GIVEN REQUEST: Write the material out again exactly.
>> begin
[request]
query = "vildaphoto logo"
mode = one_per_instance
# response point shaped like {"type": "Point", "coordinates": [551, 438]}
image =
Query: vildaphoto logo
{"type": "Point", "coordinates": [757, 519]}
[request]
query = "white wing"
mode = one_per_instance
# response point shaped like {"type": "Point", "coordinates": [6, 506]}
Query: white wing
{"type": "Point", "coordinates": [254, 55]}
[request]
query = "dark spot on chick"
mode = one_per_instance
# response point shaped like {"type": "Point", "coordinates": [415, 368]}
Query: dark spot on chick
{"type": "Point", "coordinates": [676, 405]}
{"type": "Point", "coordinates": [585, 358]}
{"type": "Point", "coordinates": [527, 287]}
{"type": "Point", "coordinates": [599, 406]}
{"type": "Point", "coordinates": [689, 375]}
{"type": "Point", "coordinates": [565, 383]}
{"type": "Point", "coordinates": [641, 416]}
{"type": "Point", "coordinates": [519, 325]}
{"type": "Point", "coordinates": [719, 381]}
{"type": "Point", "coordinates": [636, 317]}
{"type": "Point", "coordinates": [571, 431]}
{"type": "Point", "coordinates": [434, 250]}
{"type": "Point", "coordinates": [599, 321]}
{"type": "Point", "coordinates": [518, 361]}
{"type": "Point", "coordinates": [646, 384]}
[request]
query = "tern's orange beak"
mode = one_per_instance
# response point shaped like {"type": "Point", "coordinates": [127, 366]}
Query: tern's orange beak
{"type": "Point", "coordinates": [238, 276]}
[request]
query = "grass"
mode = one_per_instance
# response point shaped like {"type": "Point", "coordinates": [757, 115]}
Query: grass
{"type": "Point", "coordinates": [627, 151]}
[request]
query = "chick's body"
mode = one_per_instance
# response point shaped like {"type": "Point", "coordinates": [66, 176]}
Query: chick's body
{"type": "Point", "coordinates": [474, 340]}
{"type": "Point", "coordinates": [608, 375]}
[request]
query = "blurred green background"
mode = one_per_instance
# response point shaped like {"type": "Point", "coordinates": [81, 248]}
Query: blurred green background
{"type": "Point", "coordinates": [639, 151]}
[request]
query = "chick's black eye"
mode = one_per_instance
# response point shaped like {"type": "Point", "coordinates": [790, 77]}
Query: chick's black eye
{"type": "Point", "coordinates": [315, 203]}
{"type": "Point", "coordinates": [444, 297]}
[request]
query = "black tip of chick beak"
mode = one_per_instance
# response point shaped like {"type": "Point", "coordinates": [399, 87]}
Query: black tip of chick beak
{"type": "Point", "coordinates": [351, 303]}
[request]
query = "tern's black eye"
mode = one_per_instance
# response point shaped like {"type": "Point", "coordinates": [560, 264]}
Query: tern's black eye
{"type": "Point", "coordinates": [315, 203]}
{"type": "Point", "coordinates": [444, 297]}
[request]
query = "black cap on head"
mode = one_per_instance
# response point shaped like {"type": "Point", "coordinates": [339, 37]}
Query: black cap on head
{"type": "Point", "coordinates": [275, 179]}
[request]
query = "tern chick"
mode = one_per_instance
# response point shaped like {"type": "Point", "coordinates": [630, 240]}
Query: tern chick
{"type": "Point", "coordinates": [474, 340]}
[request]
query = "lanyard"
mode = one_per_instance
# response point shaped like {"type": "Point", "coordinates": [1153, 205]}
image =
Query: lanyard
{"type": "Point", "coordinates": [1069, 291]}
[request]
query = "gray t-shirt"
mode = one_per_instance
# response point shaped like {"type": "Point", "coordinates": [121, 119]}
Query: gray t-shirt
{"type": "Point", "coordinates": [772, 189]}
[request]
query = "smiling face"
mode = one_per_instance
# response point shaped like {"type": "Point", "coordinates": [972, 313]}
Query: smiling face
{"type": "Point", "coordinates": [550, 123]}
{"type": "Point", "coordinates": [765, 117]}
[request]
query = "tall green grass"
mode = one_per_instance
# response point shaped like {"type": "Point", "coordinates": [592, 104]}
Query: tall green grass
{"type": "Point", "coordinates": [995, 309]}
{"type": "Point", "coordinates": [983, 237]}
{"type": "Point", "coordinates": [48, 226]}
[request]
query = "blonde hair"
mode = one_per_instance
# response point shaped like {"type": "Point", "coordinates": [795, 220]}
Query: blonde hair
>> end
FULL RESPONSE:
[request]
query = "vildaphoto logo"
mode = one_per_instance
# response point shaped like {"type": "Point", "coordinates": [551, 438]}
image =
Query: vildaphoto logo
{"type": "Point", "coordinates": [757, 519]}
[request]
query = "white wing"
mode = one_per_instance
# response point shaped like {"type": "Point", "coordinates": [6, 506]}
Query: white wing
{"type": "Point", "coordinates": [254, 55]}
[request]
query = "dark spot on chick"
mode = one_per_instance
# response point shaped like {"type": "Point", "coordinates": [415, 368]}
Query: dark spot on chick
{"type": "Point", "coordinates": [676, 405]}
{"type": "Point", "coordinates": [585, 358]}
{"type": "Point", "coordinates": [527, 287]}
{"type": "Point", "coordinates": [599, 406]}
{"type": "Point", "coordinates": [689, 375]}
{"type": "Point", "coordinates": [565, 383]}
{"type": "Point", "coordinates": [641, 416]}
{"type": "Point", "coordinates": [519, 325]}
{"type": "Point", "coordinates": [719, 381]}
{"type": "Point", "coordinates": [636, 317]}
{"type": "Point", "coordinates": [571, 431]}
{"type": "Point", "coordinates": [434, 250]}
{"type": "Point", "coordinates": [599, 321]}
{"type": "Point", "coordinates": [518, 361]}
{"type": "Point", "coordinates": [646, 384]}
[request]
query = "tern's orange beak"
mode = one_per_instance
# response point shaped like {"type": "Point", "coordinates": [127, 366]}
Query: tern's orange beak
{"type": "Point", "coordinates": [238, 276]}
[request]
query = "grass"
mode = one_per_instance
# response point shaped like {"type": "Point", "coordinates": [757, 115]}
Query: grass
{"type": "Point", "coordinates": [627, 151]}
[request]
query = "chick's body"
mode = one_per_instance
# response point shaped like {"type": "Point", "coordinates": [66, 176]}
Query: chick's body
{"type": "Point", "coordinates": [474, 340]}
{"type": "Point", "coordinates": [608, 375]}
[request]
query = "blurred green background"
mode = one_per_instance
# response point shaped like {"type": "Point", "coordinates": [81, 248]}
Query: blurred green background
{"type": "Point", "coordinates": [639, 151]}
[request]
query = "chick's black eye"
mode = one_per_instance
# response point shaped like {"type": "Point", "coordinates": [790, 77]}
Query: chick's black eye
{"type": "Point", "coordinates": [315, 203]}
{"type": "Point", "coordinates": [444, 297]}
[request]
query = "black tip of chick beak"
mode = one_per_instance
# response point shaped like {"type": "Point", "coordinates": [399, 87]}
Query: black tip of chick beak
{"type": "Point", "coordinates": [351, 303]}
[request]
query = "tern's black eye"
mode = one_per_instance
# response point shaped like {"type": "Point", "coordinates": [560, 264]}
Query: tern's black eye
{"type": "Point", "coordinates": [315, 203]}
{"type": "Point", "coordinates": [444, 297]}
[request]
query = "black cap on head"
mode = one_per_instance
# response point shaped like {"type": "Point", "coordinates": [339, 37]}
Query: black cap on head
{"type": "Point", "coordinates": [275, 179]}
[request]
query = "tern chick"
mode = one_per_instance
# response point shaped like {"type": "Point", "coordinates": [630, 240]}
Query: tern chick
{"type": "Point", "coordinates": [474, 340]}
[request]
query = "lanyard"
mode = one_per_instance
# response point shaped like {"type": "Point", "coordinates": [1153, 205]}
image =
Query: lanyard
{"type": "Point", "coordinates": [1069, 291]}
[request]
query = "gray t-shirt"
mode = one_per_instance
# response point shaped like {"type": "Point", "coordinates": [121, 119]}
Query: gray t-shirt
{"type": "Point", "coordinates": [772, 189]}
[request]
query = "smiling face"
mode = one_per_instance
# response point shaped like {"type": "Point", "coordinates": [972, 313]}
Query: smiling face
{"type": "Point", "coordinates": [550, 123]}
{"type": "Point", "coordinates": [765, 117]}
[request]
query = "tall green grass"
mode = one_per_instance
# response point shaped like {"type": "Point", "coordinates": [592, 104]}
Query: tall green grass
{"type": "Point", "coordinates": [995, 309]}
{"type": "Point", "coordinates": [983, 237]}
{"type": "Point", "coordinates": [48, 226]}
[request]
query = "blonde hair"
mode = one_per_instance
# response point shaped like {"type": "Point", "coordinates": [795, 220]}
Query: blonde hair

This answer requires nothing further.